* begin Information given *

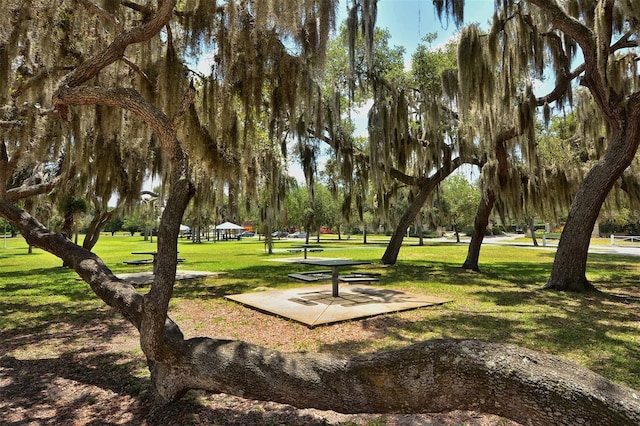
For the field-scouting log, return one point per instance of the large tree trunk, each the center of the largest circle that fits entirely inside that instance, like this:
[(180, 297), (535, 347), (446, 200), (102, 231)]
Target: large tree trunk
[(570, 263), (434, 376), (480, 223), (390, 255), (100, 219)]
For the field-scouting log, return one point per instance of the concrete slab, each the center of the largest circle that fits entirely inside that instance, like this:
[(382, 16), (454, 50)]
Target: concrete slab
[(315, 306), (144, 278)]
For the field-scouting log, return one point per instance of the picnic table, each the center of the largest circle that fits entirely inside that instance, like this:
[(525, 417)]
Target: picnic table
[(298, 248), (335, 265), (147, 261)]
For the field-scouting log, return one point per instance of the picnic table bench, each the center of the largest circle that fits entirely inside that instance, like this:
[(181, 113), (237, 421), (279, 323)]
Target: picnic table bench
[(311, 276), (148, 261), (138, 262), (357, 278)]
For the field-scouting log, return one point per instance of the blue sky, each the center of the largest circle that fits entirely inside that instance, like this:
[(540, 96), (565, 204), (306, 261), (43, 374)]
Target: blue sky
[(409, 21)]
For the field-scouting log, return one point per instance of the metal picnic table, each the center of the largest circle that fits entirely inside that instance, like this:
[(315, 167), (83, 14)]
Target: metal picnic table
[(335, 265)]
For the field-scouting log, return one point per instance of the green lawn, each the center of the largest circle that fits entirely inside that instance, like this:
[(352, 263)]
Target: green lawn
[(503, 303)]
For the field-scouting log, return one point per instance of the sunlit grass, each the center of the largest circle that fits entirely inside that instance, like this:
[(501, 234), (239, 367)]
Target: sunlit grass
[(503, 303)]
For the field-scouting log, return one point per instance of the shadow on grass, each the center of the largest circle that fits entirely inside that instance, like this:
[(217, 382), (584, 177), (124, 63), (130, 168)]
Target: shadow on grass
[(90, 388)]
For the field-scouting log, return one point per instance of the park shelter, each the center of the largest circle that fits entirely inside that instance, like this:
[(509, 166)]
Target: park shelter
[(227, 231)]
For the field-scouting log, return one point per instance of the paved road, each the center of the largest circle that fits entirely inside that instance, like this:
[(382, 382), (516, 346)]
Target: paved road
[(552, 244)]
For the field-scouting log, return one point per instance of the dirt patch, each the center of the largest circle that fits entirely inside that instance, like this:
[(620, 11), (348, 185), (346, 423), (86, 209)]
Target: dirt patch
[(93, 373)]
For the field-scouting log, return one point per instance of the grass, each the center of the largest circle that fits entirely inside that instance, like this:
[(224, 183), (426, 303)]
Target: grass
[(503, 303)]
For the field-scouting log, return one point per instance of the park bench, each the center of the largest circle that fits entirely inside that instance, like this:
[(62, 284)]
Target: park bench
[(311, 276), (359, 277), (139, 262), (146, 261)]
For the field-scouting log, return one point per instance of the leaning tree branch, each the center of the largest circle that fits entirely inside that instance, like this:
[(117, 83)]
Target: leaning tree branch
[(90, 68)]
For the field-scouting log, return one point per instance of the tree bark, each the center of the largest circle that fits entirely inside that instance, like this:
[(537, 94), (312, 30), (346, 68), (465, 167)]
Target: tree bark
[(426, 186), (390, 255), (480, 223), (570, 263)]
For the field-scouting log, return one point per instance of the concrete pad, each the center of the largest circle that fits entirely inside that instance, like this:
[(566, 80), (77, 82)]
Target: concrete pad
[(315, 306), (144, 278)]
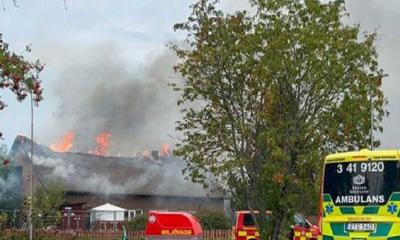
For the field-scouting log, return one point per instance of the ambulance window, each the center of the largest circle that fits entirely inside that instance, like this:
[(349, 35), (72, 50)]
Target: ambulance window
[(248, 220)]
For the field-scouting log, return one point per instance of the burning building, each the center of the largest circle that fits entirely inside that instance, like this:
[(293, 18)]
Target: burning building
[(137, 184)]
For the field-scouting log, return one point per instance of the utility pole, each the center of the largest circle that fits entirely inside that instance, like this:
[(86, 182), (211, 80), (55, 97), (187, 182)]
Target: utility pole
[(31, 180), (371, 115)]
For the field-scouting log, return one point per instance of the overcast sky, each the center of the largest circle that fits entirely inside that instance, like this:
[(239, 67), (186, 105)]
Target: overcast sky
[(130, 38)]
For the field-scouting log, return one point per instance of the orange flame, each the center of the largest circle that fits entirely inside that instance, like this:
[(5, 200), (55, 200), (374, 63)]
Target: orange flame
[(65, 144), (165, 151), (103, 142)]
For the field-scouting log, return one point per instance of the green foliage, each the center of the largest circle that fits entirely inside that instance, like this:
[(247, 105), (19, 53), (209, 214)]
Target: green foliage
[(213, 220), (3, 221), (14, 237), (19, 75), (266, 96), (138, 223)]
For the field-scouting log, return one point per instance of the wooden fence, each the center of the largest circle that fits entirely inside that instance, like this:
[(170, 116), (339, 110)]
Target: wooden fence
[(103, 235)]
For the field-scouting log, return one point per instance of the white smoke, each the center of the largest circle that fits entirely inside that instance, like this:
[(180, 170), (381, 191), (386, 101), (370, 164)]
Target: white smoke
[(148, 178)]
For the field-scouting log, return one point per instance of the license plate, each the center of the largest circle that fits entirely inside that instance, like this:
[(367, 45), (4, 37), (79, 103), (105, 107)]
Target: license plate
[(360, 227)]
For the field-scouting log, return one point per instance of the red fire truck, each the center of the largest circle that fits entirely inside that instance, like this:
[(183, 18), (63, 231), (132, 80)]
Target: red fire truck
[(245, 229), (173, 225)]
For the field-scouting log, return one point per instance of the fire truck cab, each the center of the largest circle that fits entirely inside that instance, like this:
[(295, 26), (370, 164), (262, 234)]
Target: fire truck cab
[(245, 229), (173, 225)]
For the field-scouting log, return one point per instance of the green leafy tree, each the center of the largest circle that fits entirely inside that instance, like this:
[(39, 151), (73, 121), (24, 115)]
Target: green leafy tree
[(266, 95), (19, 75), (46, 205)]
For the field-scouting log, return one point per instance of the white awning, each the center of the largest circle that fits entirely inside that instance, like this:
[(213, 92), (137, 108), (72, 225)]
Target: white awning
[(109, 207)]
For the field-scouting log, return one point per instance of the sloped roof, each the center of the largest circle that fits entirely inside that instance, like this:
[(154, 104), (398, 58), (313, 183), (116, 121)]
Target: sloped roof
[(82, 172), (108, 207)]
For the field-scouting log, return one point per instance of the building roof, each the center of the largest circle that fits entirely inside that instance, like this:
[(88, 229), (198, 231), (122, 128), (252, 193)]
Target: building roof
[(82, 172)]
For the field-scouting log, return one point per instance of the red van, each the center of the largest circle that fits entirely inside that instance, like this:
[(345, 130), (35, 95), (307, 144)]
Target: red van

* end Information given *

#### Task statement
Copy the listing starting at its beginning and ending at the line that contains "[(570, 263), (434, 376), (480, 223), (390, 255), (100, 219)]", substituting "tree stump" for each "large tree trunk" and leaving everything else unchanged. Leave the pictures out.

#### Answer to the problem
For the field-scouting log, return one point per instance of the tree stump, each the center of the largest circle that fits entirely inside that instance, like this:
[(180, 297), (535, 347), (446, 200), (102, 231)]
Target: tree stump
[(570, 263), (434, 376), (480, 223), (390, 255), (100, 219)]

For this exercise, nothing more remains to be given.